> _WHAT YOU ARE ASKED TO DO_
Reproduce the complete set of records, exactly as they appear.

[Start of Attachment]

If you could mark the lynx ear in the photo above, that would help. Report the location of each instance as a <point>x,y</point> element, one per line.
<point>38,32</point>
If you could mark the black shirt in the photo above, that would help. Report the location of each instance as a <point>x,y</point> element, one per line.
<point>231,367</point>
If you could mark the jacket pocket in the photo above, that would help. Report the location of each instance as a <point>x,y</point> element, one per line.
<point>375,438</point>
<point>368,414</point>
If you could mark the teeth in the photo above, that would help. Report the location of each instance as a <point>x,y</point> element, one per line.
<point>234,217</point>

[End of Attachment]

> _ANSWER SECTION_
If you could mark the lynx ear in the photo above, that would help. Report the location of each instance as a <point>x,y</point> element, one per line.
<point>38,32</point>
If you could mark the black shirt in the photo above, that would help. Report the location of each instance as a <point>x,y</point> element, one per line.
<point>231,367</point>
If you could mark the jacket pocket in the photo above, that would help. Report the location of each instance as a <point>x,y</point> element, one per line.
<point>375,438</point>
<point>368,414</point>
If you could mark the teeth in the photo above, that would help. Report the location of each instance as a <point>x,y</point> element, one per line.
<point>234,217</point>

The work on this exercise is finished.